__CHALLENGES__:
A – Answer these questions on the WBS passage, one per line:
(i) What does the use of "ad hoc" or customized "single dimension" WBS structures lead to?
(ii) How many standardized coding structures are there currently?
(iii) To what decade do Masterformat and Uniformat date back?
B – Rename "estimators" as "planners" in the WBS passage and write out the part between "The oldest and" and "and scheduling purposes.", inclusive.

--- start PASSAGE ---

As noted above, the use of “ad hoc” or customized “single dimension” WBS structures is leading to far too many incidences of missing scope (and thus missing schedule activities and missing budgeted items etc). Therefore, we need to adopt “better” tested and proven practices.

• Examples of those tested and proven practices can be seen below not only using cross sector standardized wbs structures but also multi-dimensional WBS structures enabling many different ways to view our projects..

Currently, there are three STANDARDIZED coding structures which have been developed, tested and proven to work. By “standardized” we mean they have been established across an entire sector and not just within a single organization.

The oldest and most widely known is CSI’s Masterformat and Uniformat. Both Master and Uniformat date back to the 1970’s and were designed initially to ensure that the contract documents were standardized. However, both owner and contractor estimators soon started using these standardized WBS coding structures for cost estimating and scheduling purposes.

--- end PASSAGE ---
--- start SOURCE EXCERPT ---

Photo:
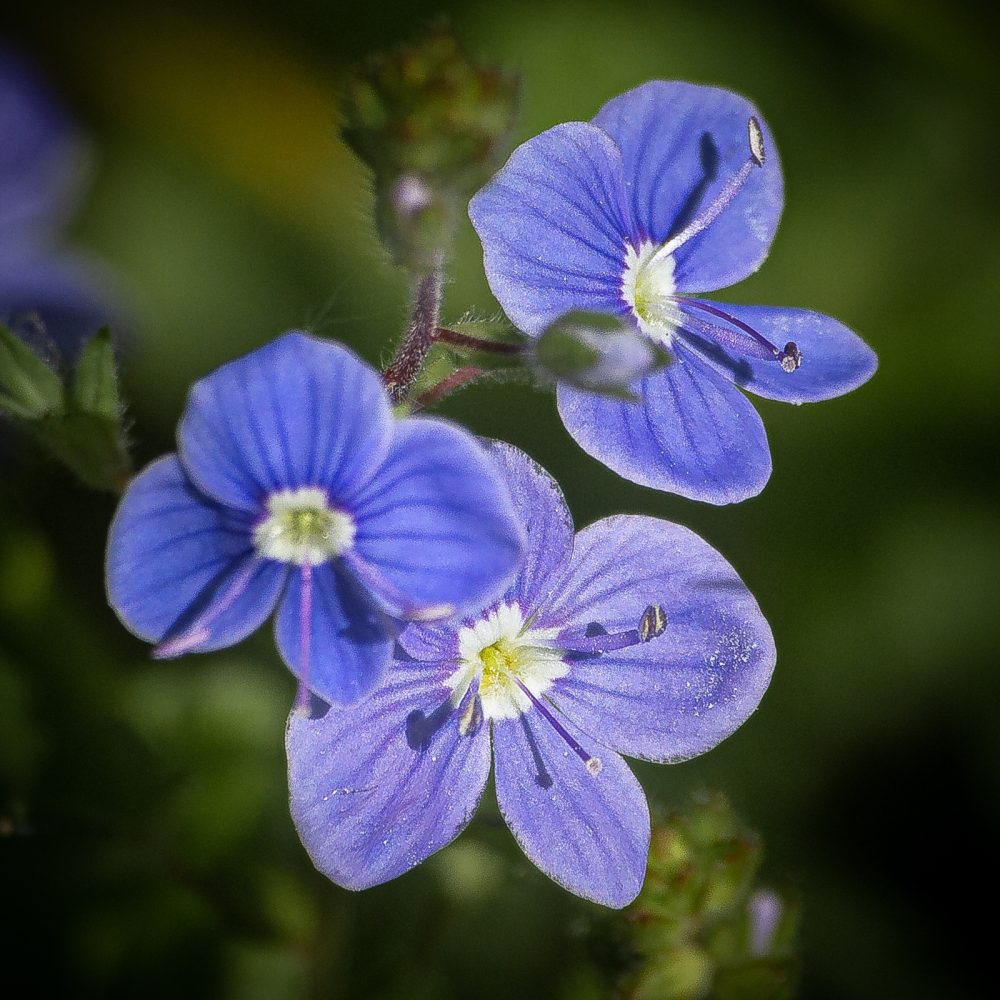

--- end SOURCE EXCERPT ---

__RESPONSES TO THE TASKS__:
A –
(i) Far too many incidences of missing scope (and thus missing schedule activities and missing budgeted items)
(ii) Three
(iii) The 1970's

B –
The oldest and most widely known is CSI’s Masterformat and Uniformat. Both Master and Uniformat date back to the 1970’s and were designed initially to ensure that the contract documents were standardized. However, both owner and contractor planners soon started using these standardized WBS coding structures for cost estimating and scheduling purposes.